→ **Given problem**: Pick out and copy every line in the rows below that contains the word "hood". Match upper and lower case exactly.

→ **Records for this task**:
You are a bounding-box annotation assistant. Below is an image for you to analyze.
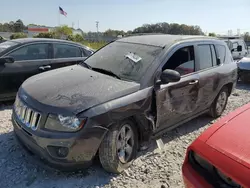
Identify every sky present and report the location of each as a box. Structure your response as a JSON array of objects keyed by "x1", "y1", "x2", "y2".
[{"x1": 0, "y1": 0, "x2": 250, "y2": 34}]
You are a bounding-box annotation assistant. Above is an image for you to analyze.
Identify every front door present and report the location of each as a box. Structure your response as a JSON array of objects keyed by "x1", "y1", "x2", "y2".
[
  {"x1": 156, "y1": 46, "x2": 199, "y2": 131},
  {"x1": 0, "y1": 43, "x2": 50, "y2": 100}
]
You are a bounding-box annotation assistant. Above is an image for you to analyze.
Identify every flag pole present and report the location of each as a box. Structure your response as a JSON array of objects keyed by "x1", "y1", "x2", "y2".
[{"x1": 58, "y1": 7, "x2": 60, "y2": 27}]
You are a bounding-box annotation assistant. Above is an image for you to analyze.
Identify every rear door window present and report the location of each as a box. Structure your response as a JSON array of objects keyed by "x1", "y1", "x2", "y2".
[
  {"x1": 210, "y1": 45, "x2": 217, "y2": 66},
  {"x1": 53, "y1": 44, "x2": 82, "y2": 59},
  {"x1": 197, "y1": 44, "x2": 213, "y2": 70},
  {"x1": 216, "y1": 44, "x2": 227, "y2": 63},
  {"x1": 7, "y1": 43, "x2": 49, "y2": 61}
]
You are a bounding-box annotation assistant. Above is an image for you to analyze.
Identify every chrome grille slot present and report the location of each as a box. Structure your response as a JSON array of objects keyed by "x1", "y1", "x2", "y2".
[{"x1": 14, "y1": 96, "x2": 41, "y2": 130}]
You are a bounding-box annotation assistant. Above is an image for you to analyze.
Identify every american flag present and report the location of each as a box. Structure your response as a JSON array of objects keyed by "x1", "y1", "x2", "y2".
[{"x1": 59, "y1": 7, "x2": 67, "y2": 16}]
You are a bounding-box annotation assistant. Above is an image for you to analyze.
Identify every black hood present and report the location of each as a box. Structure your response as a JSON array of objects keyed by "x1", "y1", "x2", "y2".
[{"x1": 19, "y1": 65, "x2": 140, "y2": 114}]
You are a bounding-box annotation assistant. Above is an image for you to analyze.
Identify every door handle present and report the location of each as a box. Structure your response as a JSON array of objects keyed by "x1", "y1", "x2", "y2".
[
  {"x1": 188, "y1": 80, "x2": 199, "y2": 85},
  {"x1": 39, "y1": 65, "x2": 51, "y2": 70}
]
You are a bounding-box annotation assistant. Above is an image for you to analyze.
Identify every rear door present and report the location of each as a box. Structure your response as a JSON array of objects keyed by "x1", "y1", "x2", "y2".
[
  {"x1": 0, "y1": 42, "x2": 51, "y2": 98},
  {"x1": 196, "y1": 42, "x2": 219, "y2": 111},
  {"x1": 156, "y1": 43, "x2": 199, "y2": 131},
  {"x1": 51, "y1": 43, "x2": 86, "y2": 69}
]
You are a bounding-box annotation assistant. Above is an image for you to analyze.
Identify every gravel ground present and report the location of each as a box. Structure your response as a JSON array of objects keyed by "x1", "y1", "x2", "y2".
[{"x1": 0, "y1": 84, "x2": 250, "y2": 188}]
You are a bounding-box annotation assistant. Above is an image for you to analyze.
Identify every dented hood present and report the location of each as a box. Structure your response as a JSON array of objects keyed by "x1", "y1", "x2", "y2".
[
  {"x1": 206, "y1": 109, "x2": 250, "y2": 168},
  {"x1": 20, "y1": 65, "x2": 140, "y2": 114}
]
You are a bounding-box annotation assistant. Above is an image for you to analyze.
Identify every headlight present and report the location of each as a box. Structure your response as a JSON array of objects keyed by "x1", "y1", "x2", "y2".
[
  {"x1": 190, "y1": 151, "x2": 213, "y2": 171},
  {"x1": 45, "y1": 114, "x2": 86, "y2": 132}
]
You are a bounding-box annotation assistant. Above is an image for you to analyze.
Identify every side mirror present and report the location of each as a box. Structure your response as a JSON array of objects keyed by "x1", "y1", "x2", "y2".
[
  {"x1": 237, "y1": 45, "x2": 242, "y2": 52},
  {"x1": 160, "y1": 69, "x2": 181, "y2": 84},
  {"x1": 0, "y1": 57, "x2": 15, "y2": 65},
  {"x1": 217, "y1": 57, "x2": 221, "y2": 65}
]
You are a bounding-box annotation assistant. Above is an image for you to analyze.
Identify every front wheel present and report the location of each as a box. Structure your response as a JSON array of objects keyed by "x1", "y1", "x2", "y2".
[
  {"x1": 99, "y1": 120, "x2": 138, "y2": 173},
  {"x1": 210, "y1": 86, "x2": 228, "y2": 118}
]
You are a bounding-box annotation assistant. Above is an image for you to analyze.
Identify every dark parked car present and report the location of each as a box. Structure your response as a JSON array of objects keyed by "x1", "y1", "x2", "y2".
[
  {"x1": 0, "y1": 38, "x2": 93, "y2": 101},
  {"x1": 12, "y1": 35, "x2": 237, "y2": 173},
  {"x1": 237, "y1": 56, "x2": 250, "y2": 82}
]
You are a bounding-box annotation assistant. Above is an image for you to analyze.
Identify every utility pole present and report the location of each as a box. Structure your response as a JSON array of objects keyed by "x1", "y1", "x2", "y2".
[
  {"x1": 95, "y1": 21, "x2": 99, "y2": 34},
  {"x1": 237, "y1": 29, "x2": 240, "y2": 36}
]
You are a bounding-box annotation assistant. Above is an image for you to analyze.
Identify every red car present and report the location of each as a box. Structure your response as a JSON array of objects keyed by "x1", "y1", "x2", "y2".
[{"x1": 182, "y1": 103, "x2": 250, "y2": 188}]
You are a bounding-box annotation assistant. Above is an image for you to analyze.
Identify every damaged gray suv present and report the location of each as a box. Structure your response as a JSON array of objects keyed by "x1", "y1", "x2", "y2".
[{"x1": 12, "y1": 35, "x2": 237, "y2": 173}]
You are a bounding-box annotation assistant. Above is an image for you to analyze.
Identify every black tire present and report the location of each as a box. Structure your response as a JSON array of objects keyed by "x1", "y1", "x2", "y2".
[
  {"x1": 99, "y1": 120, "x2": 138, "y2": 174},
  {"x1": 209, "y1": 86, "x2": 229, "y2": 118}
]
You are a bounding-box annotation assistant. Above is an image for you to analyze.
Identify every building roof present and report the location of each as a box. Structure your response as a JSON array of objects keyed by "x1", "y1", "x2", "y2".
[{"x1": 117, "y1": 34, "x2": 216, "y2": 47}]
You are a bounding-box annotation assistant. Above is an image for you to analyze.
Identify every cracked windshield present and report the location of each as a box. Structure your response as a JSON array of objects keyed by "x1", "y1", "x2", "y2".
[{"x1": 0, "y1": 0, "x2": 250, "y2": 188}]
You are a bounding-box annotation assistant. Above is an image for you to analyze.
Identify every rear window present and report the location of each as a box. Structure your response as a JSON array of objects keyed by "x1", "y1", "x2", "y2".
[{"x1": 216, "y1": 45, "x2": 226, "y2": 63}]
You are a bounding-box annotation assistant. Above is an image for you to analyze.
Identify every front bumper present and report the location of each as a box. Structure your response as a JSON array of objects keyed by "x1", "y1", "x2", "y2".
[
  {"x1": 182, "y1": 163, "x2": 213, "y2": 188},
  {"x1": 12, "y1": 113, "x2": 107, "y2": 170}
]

→ **Exercise output**:
Identify every black hood present and report the location of each as a box. Structure your response as a JSON array of objects keyed by "x1", "y1", "x2", "y2".
Identify every dented hood present and report the location of each as a box. Structure your response as a JSON array of objects keyed by "x1", "y1", "x2", "y2".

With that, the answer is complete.